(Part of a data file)
--- --- ---
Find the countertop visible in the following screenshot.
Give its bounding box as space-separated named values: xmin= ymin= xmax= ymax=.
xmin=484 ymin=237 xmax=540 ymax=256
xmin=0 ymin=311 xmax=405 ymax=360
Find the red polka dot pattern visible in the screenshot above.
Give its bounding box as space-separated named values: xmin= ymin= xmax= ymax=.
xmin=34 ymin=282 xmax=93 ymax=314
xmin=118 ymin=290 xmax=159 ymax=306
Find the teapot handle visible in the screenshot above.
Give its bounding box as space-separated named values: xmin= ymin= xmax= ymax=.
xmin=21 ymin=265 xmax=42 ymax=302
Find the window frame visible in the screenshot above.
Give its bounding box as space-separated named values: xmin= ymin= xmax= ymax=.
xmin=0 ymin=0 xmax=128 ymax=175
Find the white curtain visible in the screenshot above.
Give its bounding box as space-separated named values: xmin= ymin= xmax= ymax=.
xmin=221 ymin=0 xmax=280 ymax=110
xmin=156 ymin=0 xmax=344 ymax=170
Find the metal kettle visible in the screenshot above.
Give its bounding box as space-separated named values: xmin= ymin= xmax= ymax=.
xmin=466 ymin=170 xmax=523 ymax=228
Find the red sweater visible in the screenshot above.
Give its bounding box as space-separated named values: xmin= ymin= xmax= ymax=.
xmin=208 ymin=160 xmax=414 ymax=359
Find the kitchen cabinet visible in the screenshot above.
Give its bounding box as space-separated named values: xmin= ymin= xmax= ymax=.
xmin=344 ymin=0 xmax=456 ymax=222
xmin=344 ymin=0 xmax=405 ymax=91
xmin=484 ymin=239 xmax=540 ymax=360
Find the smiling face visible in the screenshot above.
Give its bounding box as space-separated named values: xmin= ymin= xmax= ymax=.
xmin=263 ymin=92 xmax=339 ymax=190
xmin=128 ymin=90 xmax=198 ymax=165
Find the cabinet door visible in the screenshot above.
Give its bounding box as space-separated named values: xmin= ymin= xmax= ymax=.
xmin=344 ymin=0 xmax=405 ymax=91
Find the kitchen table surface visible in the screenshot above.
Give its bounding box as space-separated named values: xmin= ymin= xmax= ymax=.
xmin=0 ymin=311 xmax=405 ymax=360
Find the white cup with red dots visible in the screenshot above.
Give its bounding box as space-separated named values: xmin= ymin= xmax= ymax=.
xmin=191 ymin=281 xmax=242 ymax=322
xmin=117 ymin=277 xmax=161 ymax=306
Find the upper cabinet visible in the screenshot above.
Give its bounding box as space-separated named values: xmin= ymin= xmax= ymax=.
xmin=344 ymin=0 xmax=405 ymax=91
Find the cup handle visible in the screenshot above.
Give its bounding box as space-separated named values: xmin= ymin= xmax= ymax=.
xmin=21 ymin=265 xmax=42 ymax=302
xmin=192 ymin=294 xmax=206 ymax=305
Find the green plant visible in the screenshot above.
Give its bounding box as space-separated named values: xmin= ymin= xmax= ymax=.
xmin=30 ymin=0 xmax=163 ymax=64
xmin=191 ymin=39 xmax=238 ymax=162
--- --- ---
§ **AIM OF THE TASK**
Your task is to output the full set of records exactly as presented.

§ **THE ANSWER**
Find the countertop visible in the following screenshot.
Give its bounding box as space-separated named values: xmin= ymin= xmax= ymax=.
xmin=484 ymin=237 xmax=540 ymax=256
xmin=0 ymin=311 xmax=405 ymax=360
Find the red polka dot pattern visible in the screenshot above.
Give its bounding box as space-separated named values: xmin= ymin= xmax= ymax=.
xmin=34 ymin=282 xmax=93 ymax=314
xmin=118 ymin=290 xmax=159 ymax=306
Find the teapot handle visible in the screenshot above.
Give its bounding box as space-separated named values: xmin= ymin= xmax= ymax=.
xmin=21 ymin=265 xmax=42 ymax=302
Find the window frame visible in the screenshot above.
Give its bounding box as space-separated named values: xmin= ymin= xmax= ymax=.
xmin=0 ymin=0 xmax=128 ymax=175
Find the white curtain visible in the screenshot above.
Give its bounding box as space-separated named values: xmin= ymin= xmax= ymax=.
xmin=221 ymin=0 xmax=280 ymax=110
xmin=156 ymin=0 xmax=344 ymax=170
Find the metal kettle visible in the screenshot above.
Give its bounding box as space-separated named values: xmin= ymin= xmax= ymax=.
xmin=466 ymin=170 xmax=523 ymax=228
Find the red sweater visible in the screenshot above.
Give its bounding box as space-separated named values: xmin= ymin= xmax= ymax=.
xmin=208 ymin=160 xmax=414 ymax=359
Find the kitchen cabinet visible in the screenshot above.
Give its bounding box as space-separated named values: xmin= ymin= xmax= ymax=.
xmin=344 ymin=0 xmax=456 ymax=222
xmin=344 ymin=0 xmax=405 ymax=91
xmin=484 ymin=239 xmax=540 ymax=360
Find the smiling face visible in the screenshot above.
Give its bounding box as space-separated named values: xmin= ymin= xmax= ymax=.
xmin=263 ymin=92 xmax=339 ymax=190
xmin=128 ymin=90 xmax=198 ymax=165
Find the cabinet door visible in the screenshot above.
Give its bounding box as space-separated named values: xmin= ymin= xmax= ymax=.
xmin=344 ymin=0 xmax=405 ymax=91
Find the kitchen table surface visible in the screenshot above.
Give its bounding box as space-separated named values: xmin= ymin= xmax= ymax=.
xmin=0 ymin=311 xmax=405 ymax=360
Find the white cup with red dots visible in the screenshot above.
Give its bounding box as space-separated named values: xmin= ymin= xmax= ymax=.
xmin=191 ymin=281 xmax=242 ymax=322
xmin=117 ymin=277 xmax=161 ymax=306
Find the upper cabinet visible in the screenshot above.
Give its bounding box as space-separated named values: xmin= ymin= xmax= ymax=.
xmin=344 ymin=0 xmax=405 ymax=91
Find the cup handle visible in the screenshot above.
Give its bounding box as space-separated named values: xmin= ymin= xmax= ymax=.
xmin=21 ymin=265 xmax=42 ymax=302
xmin=192 ymin=294 xmax=206 ymax=305
Find the green plant visible in the screenshot above.
Give its bounding box as space-separated named values: xmin= ymin= xmax= ymax=.
xmin=30 ymin=0 xmax=163 ymax=64
xmin=191 ymin=39 xmax=238 ymax=162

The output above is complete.